Document excerpt:
+++

The transportation sector is one of the most polluting industries in the U.S. In fact, the EPA ranked the industry as the second greatest producer of carbon emissions. The agency says the country is responsible for half the world’s greenhouse gas emissions—from cars alone.

This is despite the nation owning only 30% of the world’s automobiles.

As human beings venture into this new decade, they’re already going into a world brimming with potential for the future.

From plant-based meat to biodegradable tennis dresses, it’s clear more businesses are recognizing the need for creativity in finding unique solutions in a commitment to sustainability.

So, when revamping current mobility systems, innovation will be the fuel driving sustainable transportation systems into the future.

How Technology Has Improved Sustainable Transportation in the US So Far

Already, major cities from Chicago to Washington D.C. are finding unique ways to ease people off the gas pedal. The more mainstream adoption of bike-sharing services, added bike lanes, and gradual introduction of electric buses are just some examples.

Plus, talk of self-driving cars and companies like Tesla commercializing electric vehicles, makes it seems like the future of sustainable transportation is full of promise.

With all these efforts, it seems like the numbers are reflecting a desire from the public to reduce their footprint. A study from Cox Automotive found that 4 in 10 consumers agreed transportation was necessary, but owning a car wasn’t.

However, despite this, there are still reportedly way too many vehicles on the road.

Last April, the U.S. Department of Transportation reported travel on roads and streets had experienced a 2.5% increase from 2019 to 2018. That’s an estimated 6.8 billion vehicle mile change. So, why is that?

We had the opportunity to chat with Liad Itzhak, SVP of HERE Mobility, a transit hub offering regional mobility options through a cloud-based platform that connects businesses and customers in real-time.

Liad Itzhak, SVP of HERE Mobility
Liad Itzhak, SVP of HERE Mobility

Here’s what he told us.

Obstacles in Reaching Scale

Itzhak identifies traffic and emissions as the biggest issues in sustainable transportation today. This is a problem that is especially salient in urban areas.

“Despite the decline in personal car ownership, there are too many vehicles on the roads today,” Itzhak said. “Another major factor is that the first and last miles of peoples’ journeys are often left unaccounted for and public transportation is not successfully filling these gaps.”

Itzhak says ride-sharing giants like Uber and Lyft are one major reason why cars are still blocking the roads.

He says the two corporations have dominated the market by undercutting prices for regional mobility suppliers, who are unable to compete.

Due to this, it means more cars are congesting the road. Together, Statista found that Uber and Lyft rack in more than 127 million users—and that’s just per month.

Uber and Lyft have decreased public transit reliance. That's not all good. Credit: Leon Neal | Getty Images
Uber and Lyft have decreased public transit reliance. That’s not all good. Credit: Leon Neal | Getty Images

As these ride-sharing apps become more mainstream, it also indicates a decrease in public transit reliance. The Sierra Club noted without these transportation services, 60% of Uber and Lyft users would’ve instead opted for public transit, walked, or biked.

+++

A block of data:
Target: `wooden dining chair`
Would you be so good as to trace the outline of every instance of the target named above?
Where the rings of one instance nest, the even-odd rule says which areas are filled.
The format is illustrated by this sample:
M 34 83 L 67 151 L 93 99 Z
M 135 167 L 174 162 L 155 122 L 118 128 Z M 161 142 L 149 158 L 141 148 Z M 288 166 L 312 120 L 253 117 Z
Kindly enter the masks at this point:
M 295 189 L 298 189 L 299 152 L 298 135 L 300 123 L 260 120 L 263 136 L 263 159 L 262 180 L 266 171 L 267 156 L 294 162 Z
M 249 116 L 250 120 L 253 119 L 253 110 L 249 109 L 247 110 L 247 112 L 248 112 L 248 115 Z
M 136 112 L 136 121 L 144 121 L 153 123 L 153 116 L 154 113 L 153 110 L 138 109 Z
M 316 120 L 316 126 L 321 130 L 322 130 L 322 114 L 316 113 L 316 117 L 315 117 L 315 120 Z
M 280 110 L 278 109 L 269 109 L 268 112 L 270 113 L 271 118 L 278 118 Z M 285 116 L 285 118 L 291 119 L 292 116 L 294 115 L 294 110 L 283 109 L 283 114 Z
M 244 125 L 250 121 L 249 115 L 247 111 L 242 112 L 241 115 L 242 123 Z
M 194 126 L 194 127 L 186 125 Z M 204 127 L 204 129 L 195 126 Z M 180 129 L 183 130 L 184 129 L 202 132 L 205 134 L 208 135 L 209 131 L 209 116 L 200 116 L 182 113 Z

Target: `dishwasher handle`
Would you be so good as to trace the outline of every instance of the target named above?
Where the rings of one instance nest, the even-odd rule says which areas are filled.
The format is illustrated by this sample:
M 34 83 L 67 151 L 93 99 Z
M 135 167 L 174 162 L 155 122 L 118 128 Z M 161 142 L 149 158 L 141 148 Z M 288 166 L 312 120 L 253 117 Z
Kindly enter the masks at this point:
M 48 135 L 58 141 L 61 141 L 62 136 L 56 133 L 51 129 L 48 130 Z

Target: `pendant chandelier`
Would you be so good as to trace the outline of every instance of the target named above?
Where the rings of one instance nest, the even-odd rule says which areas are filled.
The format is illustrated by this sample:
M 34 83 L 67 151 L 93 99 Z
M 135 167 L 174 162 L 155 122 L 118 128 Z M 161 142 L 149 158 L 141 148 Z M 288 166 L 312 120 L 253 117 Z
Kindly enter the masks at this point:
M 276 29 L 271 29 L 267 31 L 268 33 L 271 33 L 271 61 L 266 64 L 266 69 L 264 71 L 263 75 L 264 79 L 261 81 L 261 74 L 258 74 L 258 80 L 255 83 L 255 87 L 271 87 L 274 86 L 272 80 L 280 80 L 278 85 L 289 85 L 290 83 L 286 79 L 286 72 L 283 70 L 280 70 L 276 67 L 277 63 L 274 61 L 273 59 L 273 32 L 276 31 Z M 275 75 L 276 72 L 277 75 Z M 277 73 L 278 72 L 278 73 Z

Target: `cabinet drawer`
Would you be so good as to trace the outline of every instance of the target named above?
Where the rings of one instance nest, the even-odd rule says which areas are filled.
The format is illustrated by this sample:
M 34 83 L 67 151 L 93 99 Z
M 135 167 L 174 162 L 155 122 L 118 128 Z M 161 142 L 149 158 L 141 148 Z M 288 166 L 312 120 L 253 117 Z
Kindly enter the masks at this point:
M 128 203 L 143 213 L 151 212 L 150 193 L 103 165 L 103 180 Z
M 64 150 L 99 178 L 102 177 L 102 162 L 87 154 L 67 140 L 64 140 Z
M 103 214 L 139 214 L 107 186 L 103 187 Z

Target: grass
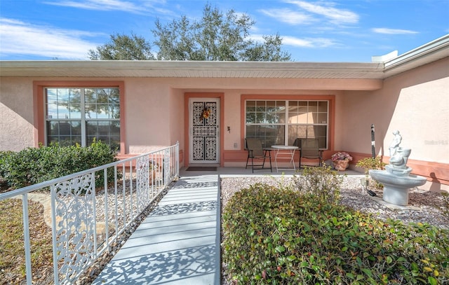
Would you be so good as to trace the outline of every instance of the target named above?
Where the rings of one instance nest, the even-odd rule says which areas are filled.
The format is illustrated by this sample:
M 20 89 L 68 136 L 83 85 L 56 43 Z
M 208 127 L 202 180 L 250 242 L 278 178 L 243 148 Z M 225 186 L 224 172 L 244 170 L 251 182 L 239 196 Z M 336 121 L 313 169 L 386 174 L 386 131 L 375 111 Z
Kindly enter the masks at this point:
M 28 211 L 33 283 L 42 284 L 53 276 L 51 229 L 41 204 L 29 201 Z M 0 201 L 0 283 L 19 284 L 25 279 L 22 200 Z

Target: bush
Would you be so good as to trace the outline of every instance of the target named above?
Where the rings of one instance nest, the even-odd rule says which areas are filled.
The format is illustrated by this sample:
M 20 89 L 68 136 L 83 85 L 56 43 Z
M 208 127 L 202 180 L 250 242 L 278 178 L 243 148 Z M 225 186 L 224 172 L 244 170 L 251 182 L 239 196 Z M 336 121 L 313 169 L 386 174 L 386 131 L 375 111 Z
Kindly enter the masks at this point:
M 115 155 L 115 151 L 101 141 L 88 147 L 52 144 L 17 153 L 0 152 L 0 176 L 9 187 L 18 188 L 116 161 Z M 103 176 L 102 171 L 95 173 L 97 186 L 103 185 Z M 113 179 L 113 169 L 108 169 L 107 178 Z
M 239 284 L 449 281 L 448 230 L 383 222 L 289 187 L 242 189 L 223 221 L 223 261 Z
M 385 169 L 387 163 L 383 162 L 380 156 L 376 156 L 375 158 L 365 158 L 357 162 L 356 166 L 361 167 L 365 171 L 365 174 L 368 174 L 370 169 Z
M 330 166 L 306 167 L 302 176 L 293 177 L 293 186 L 320 201 L 337 203 L 340 200 L 340 188 L 343 179 L 343 176 L 339 175 Z
M 356 166 L 363 169 L 365 175 L 367 176 L 369 174 L 370 169 L 383 170 L 385 169 L 385 165 L 387 165 L 387 163 L 382 161 L 380 156 L 376 156 L 375 158 L 366 158 L 358 160 L 356 164 Z M 384 187 L 381 183 L 373 179 L 371 177 L 369 177 L 368 181 L 370 184 L 373 185 L 375 188 L 380 189 Z

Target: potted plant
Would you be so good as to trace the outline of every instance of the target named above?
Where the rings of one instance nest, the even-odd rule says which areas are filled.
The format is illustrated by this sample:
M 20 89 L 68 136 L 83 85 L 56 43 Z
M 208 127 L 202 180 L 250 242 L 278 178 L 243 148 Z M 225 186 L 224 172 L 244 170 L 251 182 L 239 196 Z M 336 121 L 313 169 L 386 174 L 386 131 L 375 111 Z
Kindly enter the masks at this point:
M 339 151 L 332 155 L 332 162 L 334 168 L 338 171 L 344 171 L 349 166 L 349 161 L 352 160 L 352 156 L 344 151 Z

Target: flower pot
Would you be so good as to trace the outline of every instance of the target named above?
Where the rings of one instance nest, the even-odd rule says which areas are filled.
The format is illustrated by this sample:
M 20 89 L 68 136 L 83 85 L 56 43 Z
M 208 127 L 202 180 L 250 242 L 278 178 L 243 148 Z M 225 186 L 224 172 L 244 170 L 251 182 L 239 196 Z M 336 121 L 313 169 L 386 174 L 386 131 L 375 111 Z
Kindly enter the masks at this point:
M 335 160 L 334 162 L 334 168 L 338 171 L 344 171 L 349 167 L 349 160 Z

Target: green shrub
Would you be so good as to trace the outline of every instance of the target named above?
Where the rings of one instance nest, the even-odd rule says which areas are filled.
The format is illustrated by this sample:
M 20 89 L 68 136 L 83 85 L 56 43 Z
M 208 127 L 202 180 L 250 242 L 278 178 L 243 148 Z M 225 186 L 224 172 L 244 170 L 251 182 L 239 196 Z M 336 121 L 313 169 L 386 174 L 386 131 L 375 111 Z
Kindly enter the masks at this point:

+++

What you will do:
1. From the article on sustainable transportation, return the passage starting with "Itzhak identifies traffic" and going on through "unable to compete.".
2. Retype the lines of the records starting with the line with "Target: grass" and going on through the line with "M 28 211 L 33". Leave the pictures out.
The records have nothing to do with the article on sustainable transportation.

The replies:
1.
Itzhak identifies traffic and emissions as the biggest issues in sustainable transportation today. This is a problem that is especially salient in urban areas.

“Despite the decline in personal car ownership, there are too many vehicles on the roads today,” Itzhak said. “Another major factor is that the first and last miles of peoples’ journeys are often left unaccounted for and public transportation is not successfully filling these gaps.”

Itzhak says ride-sharing giants like Uber and Lyft are one major reason why cars are still blocking the roads.

He says the two corporations have dominated the market by undercutting prices for regional mobility suppliers, who are unable to compete.

2.
Target: grass
Would you be so good as to trace the outline of every instance of the target named above?
Where the rings of one instance nest, the even-odd rule says which areas are filled.
The format is illustrated by this sample:
M 20 89 L 68 136 L 83 85 L 56 43 Z
M 208 127 L 202 180 L 250 242 L 278 178 L 243 148 Z M 225 186 L 224 172 L 244 170 L 251 182 L 239 196 Z M 336 121 L 313 169 L 386 174 L 386 131 L 375 111 Z
Kindly enter the masks at this point:
M 28 211 L 33 283 L 42 284 L 53 276 L 51 229 L 41 204 L 29 201 Z M 0 201 L 0 283 L 19 284 L 25 279 L 22 200 Z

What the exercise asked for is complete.